• [CHALLENGE]
Could you render every entry below as a numbered list, leaving out any blank lines?

(Entries from a data source)
◇ ◇ ◇ ◇
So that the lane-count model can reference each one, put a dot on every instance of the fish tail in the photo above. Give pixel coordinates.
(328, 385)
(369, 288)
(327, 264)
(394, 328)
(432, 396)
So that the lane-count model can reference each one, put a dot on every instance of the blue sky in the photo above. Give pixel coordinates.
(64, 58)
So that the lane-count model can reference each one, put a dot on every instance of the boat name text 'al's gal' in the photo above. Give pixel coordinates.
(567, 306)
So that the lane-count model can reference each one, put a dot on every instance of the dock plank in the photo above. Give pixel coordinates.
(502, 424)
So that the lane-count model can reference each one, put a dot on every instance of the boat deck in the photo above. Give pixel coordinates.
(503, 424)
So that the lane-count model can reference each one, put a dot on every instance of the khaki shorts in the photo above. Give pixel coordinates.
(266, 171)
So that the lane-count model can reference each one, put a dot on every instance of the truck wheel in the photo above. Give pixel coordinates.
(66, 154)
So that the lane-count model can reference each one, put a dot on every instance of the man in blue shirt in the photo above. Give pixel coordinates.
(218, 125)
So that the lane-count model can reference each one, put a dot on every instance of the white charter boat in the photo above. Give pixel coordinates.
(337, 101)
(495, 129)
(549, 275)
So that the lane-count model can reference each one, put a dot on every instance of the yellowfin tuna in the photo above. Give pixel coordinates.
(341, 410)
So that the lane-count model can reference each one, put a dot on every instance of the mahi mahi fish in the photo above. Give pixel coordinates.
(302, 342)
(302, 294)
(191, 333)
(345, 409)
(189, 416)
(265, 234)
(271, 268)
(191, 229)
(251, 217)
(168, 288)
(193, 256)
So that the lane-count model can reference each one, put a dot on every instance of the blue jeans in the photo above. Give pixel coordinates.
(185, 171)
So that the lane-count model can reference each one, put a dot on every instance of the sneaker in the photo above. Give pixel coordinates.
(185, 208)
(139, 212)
◇ ◇ ◇ ◇
• [ANSWER TO THIS EXERCISE]
1. So that the lane-count model can reference each one, put a dot on every instance of the fish tail in the photo above. Give pixel coordinates.
2. (328, 385)
3. (369, 288)
4. (327, 264)
5. (394, 328)
6. (432, 396)
7. So that the lane-count model can reference each one, put a dot on every instance of the blue sky in the photo above. Give pixel coordinates.
8. (64, 58)
9. So that the lane-count model can reference each one, put a dot on every instance of the boat name text 'al's gal' in the photo above. Give pixel coordinates.
10. (567, 306)
11. So that the lane-count model can reference each one, put a dot on every instance of the dock plank in the photo above. Give pixel coordinates.
12. (502, 424)
13. So that the lane-count model can reference each one, put a dot on every instance of the boat deck in the photo above. Give pixel coordinates.
14. (503, 424)
15. So that the lane-count model can reference each one, put a dot on every instance of the khaki shorts in the photo above. Give pixel coordinates.
16. (266, 171)
17. So that the lane-count model can reference each one, put a dot on every instance of the truck wheel in the photo above. Give pixel coordinates.
18. (66, 154)
19. So that the lane-count model can reference each one, put a dot on every instance of the man in blue shirt in the photo above. Give pixel coordinates.
20. (218, 125)
21. So that the lane-count model can reference each one, put a dot on every instance of the white charter boat in the photo above. Give pixel coordinates.
22. (337, 101)
23. (495, 129)
24. (549, 275)
25. So that the lane-count model can reference each one, put a dot on every instance of the yellowfin tuna in the photo above. Give pixel coordinates.
26. (341, 410)
27. So that the lane-count model can reference each one, put a dot on every instance of the mahi mahi fish in the photo above. Give pixel coordinates.
28. (302, 342)
29. (302, 294)
30. (191, 333)
31. (345, 409)
32. (189, 416)
33. (265, 234)
34. (271, 268)
35. (191, 229)
36. (251, 217)
37. (168, 288)
38. (193, 256)
39. So that the lane-count model can reference each one, put a dot on every instance of the blue jeans in the photo above. Give pixel coordinates.
40. (185, 171)
41. So that the lane-count model can reference each one, put a dot on every instance of the sneaker in the photo above. Give pixel coordinates.
42. (185, 208)
43. (139, 212)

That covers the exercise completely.